> The exercise: Which lines in the entries below contain the string "house"? List each of those lines in full.

((

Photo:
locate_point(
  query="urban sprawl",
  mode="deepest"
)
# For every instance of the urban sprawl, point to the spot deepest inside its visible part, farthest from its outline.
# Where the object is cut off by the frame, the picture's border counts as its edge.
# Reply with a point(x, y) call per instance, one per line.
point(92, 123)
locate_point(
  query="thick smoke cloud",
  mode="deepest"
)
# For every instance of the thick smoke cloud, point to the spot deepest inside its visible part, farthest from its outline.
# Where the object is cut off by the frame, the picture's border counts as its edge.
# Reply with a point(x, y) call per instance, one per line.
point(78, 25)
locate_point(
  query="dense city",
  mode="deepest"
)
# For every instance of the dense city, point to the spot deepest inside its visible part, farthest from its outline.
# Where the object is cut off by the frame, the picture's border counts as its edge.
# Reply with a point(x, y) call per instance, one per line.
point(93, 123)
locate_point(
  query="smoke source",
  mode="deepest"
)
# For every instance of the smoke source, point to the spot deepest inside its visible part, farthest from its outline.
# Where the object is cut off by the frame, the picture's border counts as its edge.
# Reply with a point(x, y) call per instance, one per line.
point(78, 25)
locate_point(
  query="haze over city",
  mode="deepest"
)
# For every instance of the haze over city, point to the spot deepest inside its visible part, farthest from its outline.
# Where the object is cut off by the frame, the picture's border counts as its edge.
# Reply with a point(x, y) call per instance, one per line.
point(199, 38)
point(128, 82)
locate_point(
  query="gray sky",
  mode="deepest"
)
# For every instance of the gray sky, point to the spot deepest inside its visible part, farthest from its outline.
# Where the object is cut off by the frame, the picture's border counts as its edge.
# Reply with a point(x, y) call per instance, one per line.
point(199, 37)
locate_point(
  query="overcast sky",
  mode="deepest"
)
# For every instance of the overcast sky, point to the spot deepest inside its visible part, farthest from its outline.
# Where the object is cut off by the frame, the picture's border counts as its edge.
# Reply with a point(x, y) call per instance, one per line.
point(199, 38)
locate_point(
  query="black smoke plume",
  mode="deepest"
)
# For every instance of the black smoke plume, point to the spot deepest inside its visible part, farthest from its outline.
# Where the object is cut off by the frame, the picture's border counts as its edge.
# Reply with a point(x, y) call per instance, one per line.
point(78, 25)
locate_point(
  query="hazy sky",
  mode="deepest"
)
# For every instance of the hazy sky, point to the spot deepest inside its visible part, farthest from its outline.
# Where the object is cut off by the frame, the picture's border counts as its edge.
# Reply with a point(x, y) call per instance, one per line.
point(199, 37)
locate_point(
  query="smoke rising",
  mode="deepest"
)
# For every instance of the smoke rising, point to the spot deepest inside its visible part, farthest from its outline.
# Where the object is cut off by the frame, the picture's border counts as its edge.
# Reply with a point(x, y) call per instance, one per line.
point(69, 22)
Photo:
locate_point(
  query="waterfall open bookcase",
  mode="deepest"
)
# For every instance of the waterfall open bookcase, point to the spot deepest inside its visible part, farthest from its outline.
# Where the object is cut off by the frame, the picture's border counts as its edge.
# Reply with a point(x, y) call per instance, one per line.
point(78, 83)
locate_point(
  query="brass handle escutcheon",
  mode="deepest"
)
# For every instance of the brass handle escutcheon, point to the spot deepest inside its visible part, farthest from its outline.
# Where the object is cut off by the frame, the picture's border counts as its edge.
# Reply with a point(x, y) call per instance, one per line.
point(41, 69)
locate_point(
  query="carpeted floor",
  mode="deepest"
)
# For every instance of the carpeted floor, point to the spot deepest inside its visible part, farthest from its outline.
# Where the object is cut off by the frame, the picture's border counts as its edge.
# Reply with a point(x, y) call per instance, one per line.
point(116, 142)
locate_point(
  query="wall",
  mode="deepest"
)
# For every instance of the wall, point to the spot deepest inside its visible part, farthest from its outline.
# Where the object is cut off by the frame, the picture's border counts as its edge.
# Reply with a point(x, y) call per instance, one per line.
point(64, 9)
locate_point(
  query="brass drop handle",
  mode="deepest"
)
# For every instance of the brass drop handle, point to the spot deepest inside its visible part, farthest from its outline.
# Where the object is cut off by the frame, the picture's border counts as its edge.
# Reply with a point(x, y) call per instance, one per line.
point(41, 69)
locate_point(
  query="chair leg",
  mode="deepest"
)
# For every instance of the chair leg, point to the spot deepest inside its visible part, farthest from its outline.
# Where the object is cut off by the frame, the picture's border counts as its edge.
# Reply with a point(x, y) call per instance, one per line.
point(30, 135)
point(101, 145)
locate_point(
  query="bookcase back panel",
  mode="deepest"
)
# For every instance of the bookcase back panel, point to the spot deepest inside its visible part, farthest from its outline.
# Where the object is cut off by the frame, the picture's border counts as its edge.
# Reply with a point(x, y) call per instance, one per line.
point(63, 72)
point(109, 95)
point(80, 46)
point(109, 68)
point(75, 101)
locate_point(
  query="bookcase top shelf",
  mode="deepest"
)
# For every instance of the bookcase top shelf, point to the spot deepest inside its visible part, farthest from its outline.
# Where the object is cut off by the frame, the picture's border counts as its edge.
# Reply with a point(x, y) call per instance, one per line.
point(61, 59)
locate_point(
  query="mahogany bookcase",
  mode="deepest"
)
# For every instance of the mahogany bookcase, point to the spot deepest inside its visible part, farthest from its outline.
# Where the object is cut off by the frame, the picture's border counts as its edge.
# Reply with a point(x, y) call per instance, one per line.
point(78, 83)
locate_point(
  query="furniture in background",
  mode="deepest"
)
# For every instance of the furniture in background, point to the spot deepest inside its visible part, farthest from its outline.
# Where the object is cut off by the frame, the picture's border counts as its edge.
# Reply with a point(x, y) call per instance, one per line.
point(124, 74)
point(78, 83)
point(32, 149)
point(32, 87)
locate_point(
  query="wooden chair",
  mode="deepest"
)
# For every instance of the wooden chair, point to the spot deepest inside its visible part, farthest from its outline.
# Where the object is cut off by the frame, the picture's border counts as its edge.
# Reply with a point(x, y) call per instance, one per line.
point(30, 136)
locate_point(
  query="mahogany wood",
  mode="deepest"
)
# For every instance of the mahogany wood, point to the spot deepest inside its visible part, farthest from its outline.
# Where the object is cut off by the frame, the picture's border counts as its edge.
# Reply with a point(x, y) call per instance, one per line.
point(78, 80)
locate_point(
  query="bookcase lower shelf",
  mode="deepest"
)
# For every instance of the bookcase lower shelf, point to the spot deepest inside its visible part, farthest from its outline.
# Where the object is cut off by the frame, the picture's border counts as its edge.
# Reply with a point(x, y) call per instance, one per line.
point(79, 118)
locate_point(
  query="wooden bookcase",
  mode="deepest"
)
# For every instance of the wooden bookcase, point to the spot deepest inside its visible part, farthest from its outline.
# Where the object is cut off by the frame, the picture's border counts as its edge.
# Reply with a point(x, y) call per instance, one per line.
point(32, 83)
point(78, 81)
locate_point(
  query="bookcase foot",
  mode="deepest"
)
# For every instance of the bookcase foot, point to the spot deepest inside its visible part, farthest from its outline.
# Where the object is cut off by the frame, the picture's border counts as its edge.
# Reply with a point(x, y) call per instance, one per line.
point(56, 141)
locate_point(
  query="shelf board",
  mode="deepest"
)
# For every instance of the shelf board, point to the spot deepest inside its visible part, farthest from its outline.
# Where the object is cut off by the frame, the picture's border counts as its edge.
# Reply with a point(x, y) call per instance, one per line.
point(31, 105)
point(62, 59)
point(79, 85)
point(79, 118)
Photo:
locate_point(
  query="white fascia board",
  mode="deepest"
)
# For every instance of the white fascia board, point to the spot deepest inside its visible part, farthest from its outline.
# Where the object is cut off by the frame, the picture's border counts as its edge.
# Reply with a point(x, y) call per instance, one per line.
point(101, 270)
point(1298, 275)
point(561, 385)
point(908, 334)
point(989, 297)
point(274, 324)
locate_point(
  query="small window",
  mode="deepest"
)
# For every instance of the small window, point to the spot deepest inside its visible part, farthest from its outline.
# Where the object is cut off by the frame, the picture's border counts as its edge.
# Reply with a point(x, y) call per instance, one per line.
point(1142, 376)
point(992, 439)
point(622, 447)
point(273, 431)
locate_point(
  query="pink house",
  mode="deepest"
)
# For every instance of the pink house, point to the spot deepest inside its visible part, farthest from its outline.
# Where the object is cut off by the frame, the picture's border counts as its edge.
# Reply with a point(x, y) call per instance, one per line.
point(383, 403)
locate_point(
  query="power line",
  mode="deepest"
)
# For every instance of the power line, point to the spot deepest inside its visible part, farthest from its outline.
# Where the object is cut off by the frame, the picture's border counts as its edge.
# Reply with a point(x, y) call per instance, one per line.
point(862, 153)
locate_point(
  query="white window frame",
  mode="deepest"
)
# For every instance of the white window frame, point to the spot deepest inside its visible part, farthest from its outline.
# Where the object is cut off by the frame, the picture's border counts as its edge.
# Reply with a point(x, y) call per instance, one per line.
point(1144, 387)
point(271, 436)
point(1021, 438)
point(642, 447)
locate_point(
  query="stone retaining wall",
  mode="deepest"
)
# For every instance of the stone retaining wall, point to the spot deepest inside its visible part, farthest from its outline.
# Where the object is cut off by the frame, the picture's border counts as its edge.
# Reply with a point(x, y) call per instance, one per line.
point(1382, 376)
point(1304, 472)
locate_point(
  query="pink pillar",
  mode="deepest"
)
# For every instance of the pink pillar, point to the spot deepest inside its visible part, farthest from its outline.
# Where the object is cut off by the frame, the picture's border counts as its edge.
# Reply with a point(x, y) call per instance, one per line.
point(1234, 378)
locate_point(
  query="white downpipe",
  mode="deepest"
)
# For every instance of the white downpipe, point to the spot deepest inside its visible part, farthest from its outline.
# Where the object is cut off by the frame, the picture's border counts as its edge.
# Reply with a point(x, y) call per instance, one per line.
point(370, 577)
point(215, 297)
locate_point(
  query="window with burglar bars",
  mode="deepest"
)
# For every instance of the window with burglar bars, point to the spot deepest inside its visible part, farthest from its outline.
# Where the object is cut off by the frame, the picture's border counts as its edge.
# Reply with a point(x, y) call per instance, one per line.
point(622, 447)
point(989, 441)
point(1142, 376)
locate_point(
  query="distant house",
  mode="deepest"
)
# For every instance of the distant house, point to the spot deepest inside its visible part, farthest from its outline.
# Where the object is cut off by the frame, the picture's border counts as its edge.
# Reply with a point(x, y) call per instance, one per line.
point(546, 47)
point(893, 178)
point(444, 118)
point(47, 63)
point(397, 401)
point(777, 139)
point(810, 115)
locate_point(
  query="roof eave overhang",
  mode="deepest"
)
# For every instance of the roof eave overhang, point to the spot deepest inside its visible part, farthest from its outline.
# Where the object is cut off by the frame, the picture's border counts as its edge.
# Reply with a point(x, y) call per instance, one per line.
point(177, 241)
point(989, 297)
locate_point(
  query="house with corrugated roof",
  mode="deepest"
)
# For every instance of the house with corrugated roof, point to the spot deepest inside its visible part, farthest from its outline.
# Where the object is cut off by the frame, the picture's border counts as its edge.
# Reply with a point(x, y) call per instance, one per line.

))

> Output of the task:
  query="pink house",
# For every instance of the pink house, point to the spot deepest inside its visible part, farthest from its outline.
  query="distant house",
# For every instance of the distant house, point to the spot deepest inside its visible part, farthest from its outline.
  query="house with corrugated roof",
# For every instance of the house with corrugated roof, point to the spot deepest inside its visible part, farthest from its outline.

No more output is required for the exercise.